## Aim
Render each line of the data below as a string in a JSON list, one string per line, leaving out any blank lines.
==================================================
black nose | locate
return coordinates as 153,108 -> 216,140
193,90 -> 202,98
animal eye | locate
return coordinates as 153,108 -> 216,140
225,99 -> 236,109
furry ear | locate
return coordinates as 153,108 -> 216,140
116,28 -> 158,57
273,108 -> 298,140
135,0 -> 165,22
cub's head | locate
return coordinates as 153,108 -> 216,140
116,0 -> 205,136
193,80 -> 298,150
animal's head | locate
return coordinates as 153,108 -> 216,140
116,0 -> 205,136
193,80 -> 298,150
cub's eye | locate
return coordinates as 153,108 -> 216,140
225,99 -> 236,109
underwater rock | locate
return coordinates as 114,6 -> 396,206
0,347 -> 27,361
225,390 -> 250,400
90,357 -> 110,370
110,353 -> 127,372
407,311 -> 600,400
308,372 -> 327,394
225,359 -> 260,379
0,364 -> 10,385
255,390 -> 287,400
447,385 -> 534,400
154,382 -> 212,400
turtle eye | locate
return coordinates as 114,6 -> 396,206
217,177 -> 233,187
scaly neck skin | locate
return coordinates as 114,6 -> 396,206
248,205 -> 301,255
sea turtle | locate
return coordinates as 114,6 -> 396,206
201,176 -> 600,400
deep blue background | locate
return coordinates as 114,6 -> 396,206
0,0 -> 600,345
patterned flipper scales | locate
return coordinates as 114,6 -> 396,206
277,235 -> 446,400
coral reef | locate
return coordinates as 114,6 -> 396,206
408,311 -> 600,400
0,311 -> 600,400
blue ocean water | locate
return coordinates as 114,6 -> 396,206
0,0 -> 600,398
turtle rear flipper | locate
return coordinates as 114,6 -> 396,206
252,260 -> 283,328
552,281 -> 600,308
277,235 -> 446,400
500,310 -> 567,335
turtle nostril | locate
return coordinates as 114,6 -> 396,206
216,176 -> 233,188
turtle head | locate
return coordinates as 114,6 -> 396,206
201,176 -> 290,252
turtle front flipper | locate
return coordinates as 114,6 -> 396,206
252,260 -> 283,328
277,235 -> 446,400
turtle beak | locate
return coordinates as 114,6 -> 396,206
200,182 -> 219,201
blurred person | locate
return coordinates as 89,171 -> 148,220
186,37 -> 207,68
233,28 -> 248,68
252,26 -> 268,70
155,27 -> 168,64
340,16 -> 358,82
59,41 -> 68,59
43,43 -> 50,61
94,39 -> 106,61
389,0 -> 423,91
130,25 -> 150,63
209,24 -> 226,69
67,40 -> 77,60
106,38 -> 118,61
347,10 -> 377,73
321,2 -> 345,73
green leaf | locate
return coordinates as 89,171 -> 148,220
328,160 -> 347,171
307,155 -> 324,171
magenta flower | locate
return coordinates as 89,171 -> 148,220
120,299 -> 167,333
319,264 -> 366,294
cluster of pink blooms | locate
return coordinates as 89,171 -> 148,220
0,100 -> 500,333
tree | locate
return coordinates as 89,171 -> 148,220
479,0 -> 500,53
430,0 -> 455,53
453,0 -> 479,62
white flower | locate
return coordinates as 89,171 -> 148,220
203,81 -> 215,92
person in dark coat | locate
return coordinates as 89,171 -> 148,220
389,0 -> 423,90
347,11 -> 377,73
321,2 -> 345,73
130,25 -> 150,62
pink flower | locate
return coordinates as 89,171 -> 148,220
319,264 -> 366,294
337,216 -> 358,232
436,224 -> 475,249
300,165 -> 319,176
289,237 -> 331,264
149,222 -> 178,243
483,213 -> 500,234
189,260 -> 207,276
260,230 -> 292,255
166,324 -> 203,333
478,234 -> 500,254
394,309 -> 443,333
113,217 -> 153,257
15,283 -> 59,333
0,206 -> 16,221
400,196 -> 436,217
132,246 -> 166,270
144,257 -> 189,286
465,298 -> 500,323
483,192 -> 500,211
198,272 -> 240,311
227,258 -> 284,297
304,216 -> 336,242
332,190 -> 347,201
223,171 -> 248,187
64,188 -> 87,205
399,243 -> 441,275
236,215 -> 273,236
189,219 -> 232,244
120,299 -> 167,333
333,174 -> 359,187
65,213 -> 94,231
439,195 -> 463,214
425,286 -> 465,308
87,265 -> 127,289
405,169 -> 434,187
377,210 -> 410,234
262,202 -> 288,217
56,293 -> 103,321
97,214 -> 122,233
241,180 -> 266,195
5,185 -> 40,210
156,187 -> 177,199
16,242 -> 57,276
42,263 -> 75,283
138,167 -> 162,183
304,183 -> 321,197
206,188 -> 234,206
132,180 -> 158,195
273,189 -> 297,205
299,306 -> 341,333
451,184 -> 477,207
==================================================
## Expected answer
[
  "black nose | locate",
  "return coordinates as 153,108 -> 216,140",
  "193,90 -> 202,98",
  "animal eye | locate",
  "return coordinates as 153,108 -> 216,140",
  "225,99 -> 236,109",
  "furry ear | locate",
  "return coordinates as 153,108 -> 216,140",
  "116,28 -> 158,57",
  "273,108 -> 298,140",
  "135,0 -> 165,22",
  "cub's head | locate",
  "return coordinates as 153,108 -> 216,140",
  "116,0 -> 205,136",
  "193,80 -> 298,150",
  "animal's head | locate",
  "return coordinates as 153,108 -> 216,140",
  "116,0 -> 205,136",
  "193,80 -> 298,150",
  "cub's eye | locate",
  "return coordinates as 153,108 -> 216,140",
  "225,99 -> 236,109",
  "underwater rock | locate",
  "return coordinates as 114,6 -> 396,206",
  "0,347 -> 27,361",
  "225,390 -> 250,400",
  "90,357 -> 110,370",
  "110,353 -> 127,372",
  "407,311 -> 600,400",
  "308,372 -> 327,394",
  "225,359 -> 260,379",
  "0,364 -> 10,385",
  "255,390 -> 287,400",
  "447,385 -> 534,400",
  "154,382 -> 212,400",
  "turtle eye | locate",
  "return coordinates as 114,6 -> 396,206",
  "217,177 -> 233,187",
  "scaly neck skin | locate",
  "return coordinates as 114,6 -> 396,206",
  "248,205 -> 301,255",
  "sea turtle | locate",
  "return coordinates as 114,6 -> 396,206",
  "201,176 -> 600,400",
  "deep blue background | locate",
  "return coordinates as 114,6 -> 396,206",
  "0,0 -> 600,345",
  "patterned flipper scales | locate",
  "return coordinates as 114,6 -> 396,206",
  "277,235 -> 446,400",
  "coral reef | locate",
  "return coordinates as 114,6 -> 396,206",
  "408,311 -> 600,400",
  "0,311 -> 600,400",
  "blue ocean water | locate",
  "return coordinates as 114,6 -> 396,206",
  "0,0 -> 600,398",
  "turtle rear flipper | locate",
  "return coordinates as 114,6 -> 396,206",
  "252,260 -> 283,328",
  "552,281 -> 600,308",
  "277,235 -> 446,400",
  "500,310 -> 567,335",
  "turtle nostril | locate",
  "return coordinates as 114,6 -> 396,206",
  "216,176 -> 233,188",
  "turtle head | locate",
  "return coordinates as 114,6 -> 396,206",
  "201,176 -> 290,252",
  "turtle front flipper | locate",
  "return coordinates as 114,6 -> 396,206",
  "252,260 -> 283,328",
  "277,235 -> 446,400",
  "turtle beak | locate",
  "return coordinates as 114,6 -> 396,206",
  "200,182 -> 219,201",
  "blurred person | locate",
  "return coordinates as 89,171 -> 148,220",
  "186,37 -> 207,68",
  "233,28 -> 248,68",
  "252,26 -> 268,70",
  "155,27 -> 168,64",
  "340,16 -> 358,82",
  "59,41 -> 68,59",
  "43,43 -> 50,61",
  "94,39 -> 106,61",
  "389,0 -> 423,91",
  "130,25 -> 150,63",
  "209,24 -> 226,69",
  "67,40 -> 77,60",
  "106,38 -> 118,61",
  "347,10 -> 377,73",
  "321,2 -> 345,73",
  "green leaf | locate",
  "return coordinates as 89,171 -> 148,220",
  "328,160 -> 347,171",
  "307,155 -> 324,171",
  "magenta flower | locate",
  "return coordinates as 89,171 -> 148,220",
  "120,299 -> 167,333",
  "319,264 -> 366,294",
  "cluster of pink blooms | locate",
  "return coordinates as 89,171 -> 148,220",
  "0,100 -> 500,333",
  "tree | locate",
  "return coordinates as 89,171 -> 148,220",
  "479,0 -> 500,53",
  "430,0 -> 455,53",
  "453,0 -> 479,62",
  "white flower | locate",
  "return coordinates as 89,171 -> 148,220",
  "203,81 -> 215,92",
  "person in dark coat | locate",
  "return coordinates as 89,171 -> 148,220",
  "389,0 -> 423,90",
  "347,11 -> 377,73",
  "321,2 -> 345,73",
  "130,25 -> 150,62",
  "pink flower | locate",
  "return coordinates as 89,171 -> 148,220",
  "319,264 -> 366,294",
  "337,216 -> 358,232",
  "436,224 -> 475,249",
  "300,165 -> 319,176",
  "289,237 -> 331,264",
  "149,222 -> 178,243",
  "483,213 -> 500,234",
  "189,260 -> 207,276",
  "260,230 -> 292,255",
  "166,324 -> 203,333",
  "478,234 -> 500,254",
  "394,309 -> 443,333",
  "113,217 -> 153,257",
  "15,283 -> 59,333",
  "0,206 -> 16,221",
  "400,196 -> 436,217",
  "132,246 -> 166,270",
  "144,257 -> 189,286",
  "465,298 -> 500,323",
  "483,192 -> 500,211",
  "198,272 -> 240,311",
  "227,258 -> 284,297",
  "304,216 -> 336,242",
  "332,190 -> 347,201",
  "223,171 -> 248,187",
  "64,188 -> 87,205",
  "399,243 -> 441,275",
  "236,215 -> 273,236",
  "189,219 -> 232,244",
  "120,299 -> 167,333",
  "333,174 -> 359,187",
  "65,213 -> 94,231",
  "439,195 -> 463,214",
  "425,286 -> 465,308",
  "87,265 -> 127,289",
  "405,169 -> 434,187",
  "377,210 -> 410,234",
  "262,202 -> 288,217",
  "56,293 -> 103,321",
  "97,214 -> 122,233",
  "241,180 -> 266,195",
  "5,185 -> 40,210",
  "156,187 -> 177,199",
  "16,242 -> 57,276",
  "42,263 -> 75,283",
  "138,167 -> 162,183",
  "304,183 -> 321,197",
  "206,188 -> 234,206",
  "132,180 -> 158,195",
  "273,189 -> 297,205",
  "299,306 -> 341,333",
  "451,184 -> 477,207"
]